● EXERCISE AIM
Copy out the entries that follow, unchanged.

(EXERCISE MATERIALS Opens)

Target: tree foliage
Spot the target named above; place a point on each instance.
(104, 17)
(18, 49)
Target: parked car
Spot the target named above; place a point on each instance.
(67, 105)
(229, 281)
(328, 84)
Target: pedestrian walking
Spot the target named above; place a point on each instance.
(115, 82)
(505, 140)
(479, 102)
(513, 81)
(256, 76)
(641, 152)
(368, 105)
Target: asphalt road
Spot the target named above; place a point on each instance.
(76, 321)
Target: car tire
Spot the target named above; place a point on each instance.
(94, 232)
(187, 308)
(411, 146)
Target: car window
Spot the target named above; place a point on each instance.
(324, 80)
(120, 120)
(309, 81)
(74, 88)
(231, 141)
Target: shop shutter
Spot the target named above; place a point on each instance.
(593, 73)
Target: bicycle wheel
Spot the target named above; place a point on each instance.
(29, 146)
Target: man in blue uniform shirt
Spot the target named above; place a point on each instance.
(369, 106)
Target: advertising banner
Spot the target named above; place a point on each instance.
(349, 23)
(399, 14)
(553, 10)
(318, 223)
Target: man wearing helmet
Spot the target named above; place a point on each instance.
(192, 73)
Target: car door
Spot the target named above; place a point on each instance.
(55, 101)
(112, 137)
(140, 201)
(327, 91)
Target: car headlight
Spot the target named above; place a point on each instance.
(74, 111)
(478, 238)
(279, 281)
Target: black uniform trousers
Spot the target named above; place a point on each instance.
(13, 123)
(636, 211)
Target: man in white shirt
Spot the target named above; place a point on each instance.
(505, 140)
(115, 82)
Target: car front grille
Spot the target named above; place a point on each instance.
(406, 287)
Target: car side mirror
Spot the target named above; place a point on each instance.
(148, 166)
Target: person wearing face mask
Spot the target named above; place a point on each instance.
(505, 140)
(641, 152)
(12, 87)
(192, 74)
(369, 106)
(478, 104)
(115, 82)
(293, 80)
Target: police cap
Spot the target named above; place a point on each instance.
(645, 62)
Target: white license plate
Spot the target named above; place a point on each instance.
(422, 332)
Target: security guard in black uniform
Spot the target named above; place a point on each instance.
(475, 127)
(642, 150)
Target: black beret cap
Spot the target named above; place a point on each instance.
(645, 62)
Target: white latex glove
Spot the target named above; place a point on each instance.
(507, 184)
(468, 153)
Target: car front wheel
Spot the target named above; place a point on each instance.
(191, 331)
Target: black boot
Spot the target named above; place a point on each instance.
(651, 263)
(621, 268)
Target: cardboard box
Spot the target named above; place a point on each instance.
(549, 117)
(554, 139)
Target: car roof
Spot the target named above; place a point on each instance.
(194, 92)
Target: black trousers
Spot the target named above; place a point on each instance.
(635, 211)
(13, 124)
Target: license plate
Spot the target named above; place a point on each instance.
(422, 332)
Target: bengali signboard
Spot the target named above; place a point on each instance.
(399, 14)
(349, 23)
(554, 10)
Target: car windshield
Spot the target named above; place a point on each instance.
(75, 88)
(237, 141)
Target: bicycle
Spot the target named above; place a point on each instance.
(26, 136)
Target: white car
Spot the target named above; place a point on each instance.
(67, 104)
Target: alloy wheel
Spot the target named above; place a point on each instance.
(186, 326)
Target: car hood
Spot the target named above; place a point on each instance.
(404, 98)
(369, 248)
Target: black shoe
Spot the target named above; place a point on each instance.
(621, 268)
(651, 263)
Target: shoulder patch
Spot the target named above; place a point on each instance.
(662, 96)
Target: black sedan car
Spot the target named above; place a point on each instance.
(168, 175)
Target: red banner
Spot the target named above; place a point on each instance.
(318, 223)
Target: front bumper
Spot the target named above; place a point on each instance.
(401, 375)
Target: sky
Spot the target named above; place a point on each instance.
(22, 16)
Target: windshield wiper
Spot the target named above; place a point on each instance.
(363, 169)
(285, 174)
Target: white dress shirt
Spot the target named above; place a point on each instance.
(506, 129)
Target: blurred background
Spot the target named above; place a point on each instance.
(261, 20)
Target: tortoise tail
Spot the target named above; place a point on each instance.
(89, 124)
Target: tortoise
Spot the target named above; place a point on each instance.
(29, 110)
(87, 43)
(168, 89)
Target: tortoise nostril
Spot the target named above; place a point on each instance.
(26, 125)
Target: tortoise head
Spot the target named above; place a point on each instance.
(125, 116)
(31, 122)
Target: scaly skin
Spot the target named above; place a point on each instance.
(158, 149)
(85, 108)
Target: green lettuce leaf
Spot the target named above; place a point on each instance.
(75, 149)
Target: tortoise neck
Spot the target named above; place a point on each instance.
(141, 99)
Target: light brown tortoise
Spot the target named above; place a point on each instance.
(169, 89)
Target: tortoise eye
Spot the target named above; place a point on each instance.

(EXERCISE MATERIALS Closes)

● RESPONSE AREA
Target: tree foliage
Spot the target named above; place a point on each instance.
(104, 17)
(18, 49)
Target: parked car
Spot the target named above; place a point on each instance.
(67, 105)
(229, 281)
(328, 84)
Target: pedestrian walking
Spot the target named above; place a point on each instance.
(115, 82)
(505, 140)
(479, 102)
(513, 81)
(256, 76)
(641, 152)
(368, 105)
Target: asphalt road
Spot the target named above; place a point on each instance.
(76, 321)
Target: car tire
Spot the target named above; place a point on each instance.
(94, 232)
(187, 308)
(411, 146)
Target: car window
Spot the target named above; place a point on each instance.
(324, 80)
(120, 120)
(309, 81)
(74, 88)
(231, 141)
Target: shop shutter
Spot the target named above; place a point on each instance.
(593, 73)
Target: bicycle wheel
Spot the target named above; place a point on each instance.
(29, 146)
Target: man in blue uniform shirt
Spot the target named above; place a point on each instance.
(369, 106)
Target: advertising banner
Spot the target named above; place a point on each instance.
(349, 23)
(399, 14)
(553, 10)
(318, 223)
Target: man wearing helmet
Spot the target named above; place a point on each instance.
(192, 73)
Target: car door
Spot the target named above; place a point on each instance.
(55, 101)
(112, 137)
(140, 201)
(327, 91)
Target: car headlight
Spot the target named above; place a point on each instance.
(74, 111)
(478, 238)
(279, 281)
Target: black uniform trousers
Spot the target named above; place a point on each instance.
(13, 123)
(636, 211)
Target: man in white shirt
Spot the target named above; place a point on each instance.
(505, 140)
(115, 82)
Target: car front grille
Spot the target named above; place a point on each instance.
(406, 287)
Target: car side mirror
Spot the target named above; place a point on each instance.
(148, 166)
Target: person wearing face mask
Spot the target named above; place a point on each instance.
(505, 140)
(641, 152)
(12, 87)
(192, 74)
(369, 106)
(478, 104)
(115, 82)
(293, 80)
Target: police cap
Spot the target named above; place a point on each instance.
(645, 62)
Target: white license plate
Spot the target named above; place a point on each instance.
(422, 332)
Target: security guard in black uniform
Spot the target named above; place a point on each instance.
(475, 127)
(642, 150)
Target: black beret cap
Spot the target named above; place a point on each instance.
(645, 62)
Target: white latex glove
Spot the target named above; place a point on each instance.
(507, 184)
(468, 153)
Target: car front wheel
Spot the target named above; place a point on each instance.
(191, 331)
Target: black boot
Spot the target named above; place a point on each instance.
(651, 263)
(621, 268)
Target: cardboard box
Spot the target named above; place a point on each instance.
(549, 117)
(554, 139)
Target: car roof
Spot the target named above; place a point on each instance.
(194, 92)
Target: black trousers
Spot the target named above; place a point on each instance.
(635, 211)
(13, 124)
Target: license plate
Spot the target named above; place a point on each instance.
(422, 332)
Target: bengali signboard
Spot the target named above; place a point on each instance.
(399, 14)
(349, 23)
(554, 10)
Target: car windshield
Spot the target named above; place a point on each instance.
(75, 88)
(237, 141)
Target: bicycle
Spot the target named above; place a point on each instance.
(26, 136)
Target: white car
Spot the target named above; place a point on each instance.
(67, 104)
Target: alloy wheel
Spot the target named above; place a point on each instance.
(186, 326)
Target: car hood
Spot the target named above; place a point on each instance.
(404, 98)
(369, 248)
Target: black shoe
Spot the target named above; place a point on each instance.
(621, 268)
(651, 263)
Target: shoulder patch
Spot the target named above; place a point on each instance.
(662, 96)
Target: black sedan car
Spot the target named above; place a point on each instance.
(168, 175)
Target: red banner
Spot the target named above; place a point on each instance.
(318, 223)
Target: front bumper
Spot the target named above; place a point on each instance.
(401, 375)
Target: sky
Spot the target named above; place a point on each instance.
(22, 16)
Target: windshield wiper
Spot the target named above; place a point on each instance.
(363, 169)
(285, 174)
Target: white dress shirt
Spot the target named above; place a point on each instance.
(506, 129)
Target: blurred background
Spot the target named above; place a point on each instance.
(261, 20)
Target: tortoise tail
Spot the target named above; place a point on each instance.
(89, 124)
Target: tortoise
Spot the target named above; place a point on each instance.
(29, 110)
(87, 43)
(168, 89)
Target: tortoise nostril
Spot the target named above; place a point on each instance.
(26, 125)
Target: tortoise head
Spot the target named above; place a point on each instance.
(125, 116)
(31, 122)
Target: scaly skin
Spot the target named above; place a point on each instance.
(158, 149)
(85, 108)
Target: green lettuce leaf
Spot the target named above; place a point on each instance.
(75, 149)
Target: tortoise neck
Spot the target named above; place a point on each instance.
(141, 99)
Target: light brown tortoise
Spot the target named above; place a point on each instance.
(169, 89)
Target: tortoise eye
Spot the target named above; place a point on each instance.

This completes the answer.